## Begin Dataset extract

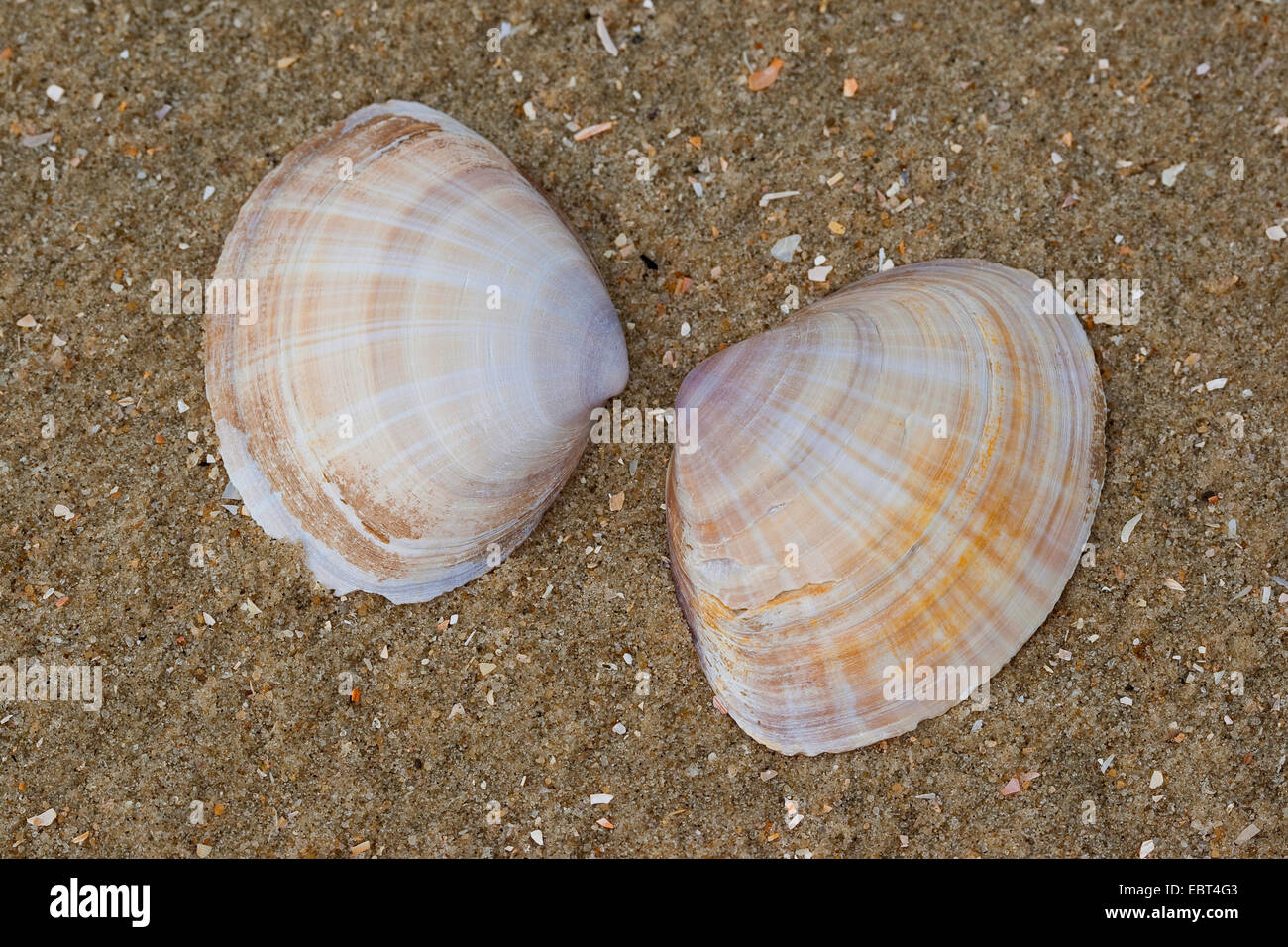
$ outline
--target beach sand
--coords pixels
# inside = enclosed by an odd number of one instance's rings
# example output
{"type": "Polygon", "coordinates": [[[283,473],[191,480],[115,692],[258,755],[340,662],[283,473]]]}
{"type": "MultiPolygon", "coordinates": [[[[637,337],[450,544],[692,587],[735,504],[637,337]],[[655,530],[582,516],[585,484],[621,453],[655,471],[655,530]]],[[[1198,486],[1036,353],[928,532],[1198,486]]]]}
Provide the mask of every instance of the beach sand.
{"type": "Polygon", "coordinates": [[[97,664],[104,693],[0,703],[0,852],[1288,854],[1284,32],[1260,3],[5,3],[0,664],[97,664]],[[817,758],[746,737],[675,602],[665,446],[591,445],[501,567],[426,604],[336,599],[222,506],[201,317],[149,286],[207,277],[283,155],[392,98],[564,211],[621,313],[626,405],[882,253],[1141,280],[1137,325],[1087,330],[1096,564],[987,711],[817,758]]]}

## End Dataset extract

Retype each line of the entries above without any change, and leave out the pictures.

** Task response **
$ outline
--target beach sand
--coords pixels
# inside = enclosed by an odd number of one instance's rings
# example output
{"type": "Polygon", "coordinates": [[[283,473],[191,480],[115,692],[258,755],[340,662],[283,473]]]}
{"type": "MultiPolygon", "coordinates": [[[[637,337],[450,544],[692,587],[735,504],[637,337]],[[655,530],[582,516],[585,484],[621,453],[655,471],[655,530]]],[[[1198,486],[1036,353],[928,532],[1198,486]]]]}
Provide the mask of every instance of the beach sand.
{"type": "Polygon", "coordinates": [[[97,664],[104,693],[0,703],[0,852],[1288,854],[1284,32],[1260,3],[5,3],[0,664],[97,664]],[[817,758],[746,737],[675,602],[665,446],[591,445],[501,567],[426,604],[336,599],[222,506],[201,317],[149,286],[207,277],[283,155],[392,98],[564,211],[621,313],[626,405],[882,253],[1141,280],[1137,325],[1087,330],[1096,564],[987,711],[817,758]]]}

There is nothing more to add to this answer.